• **Stated goal**: Transcribe the listing exactly, leaving out every picture.

--- START Supplied information ---

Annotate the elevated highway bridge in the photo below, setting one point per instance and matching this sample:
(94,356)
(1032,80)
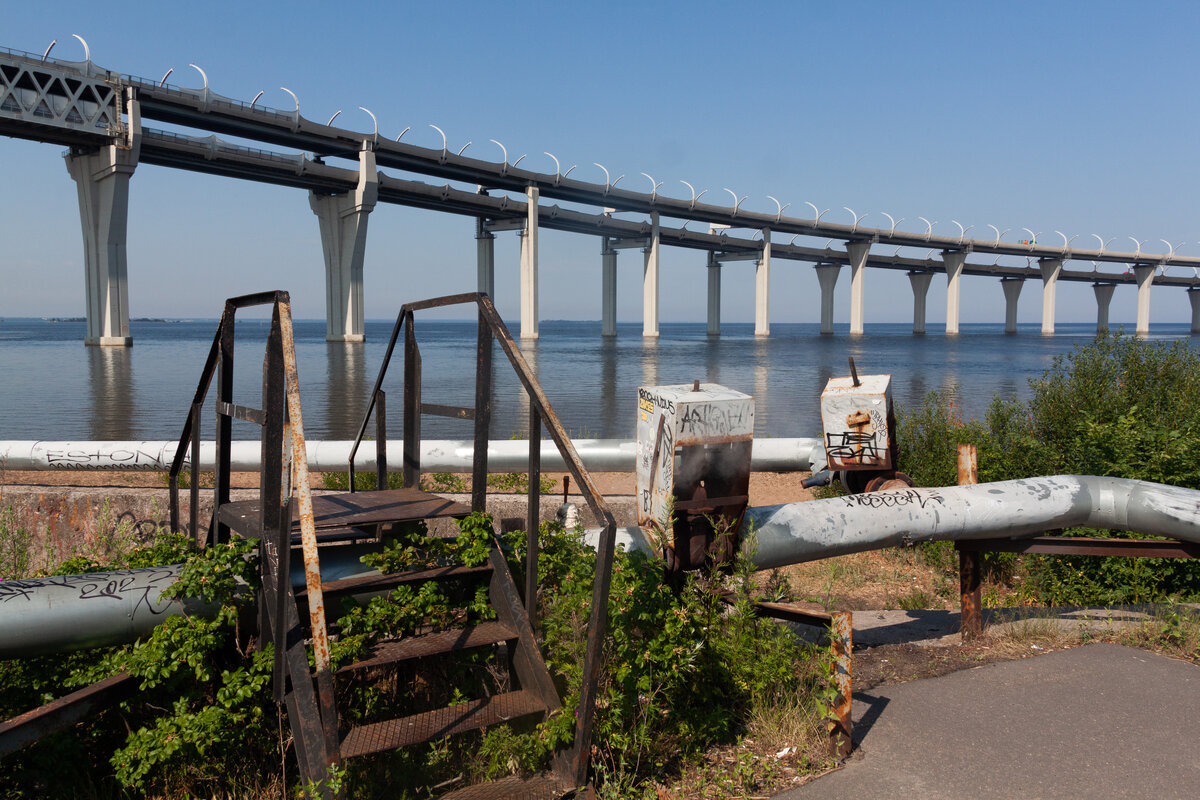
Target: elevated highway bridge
(100,115)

--- END Supplied information ---

• **Task result**:
Annotate the elevated highway bridge in the photo below, setting one point per instance and matching this sample:
(94,356)
(1032,80)
Target: elevated highway bridge
(100,115)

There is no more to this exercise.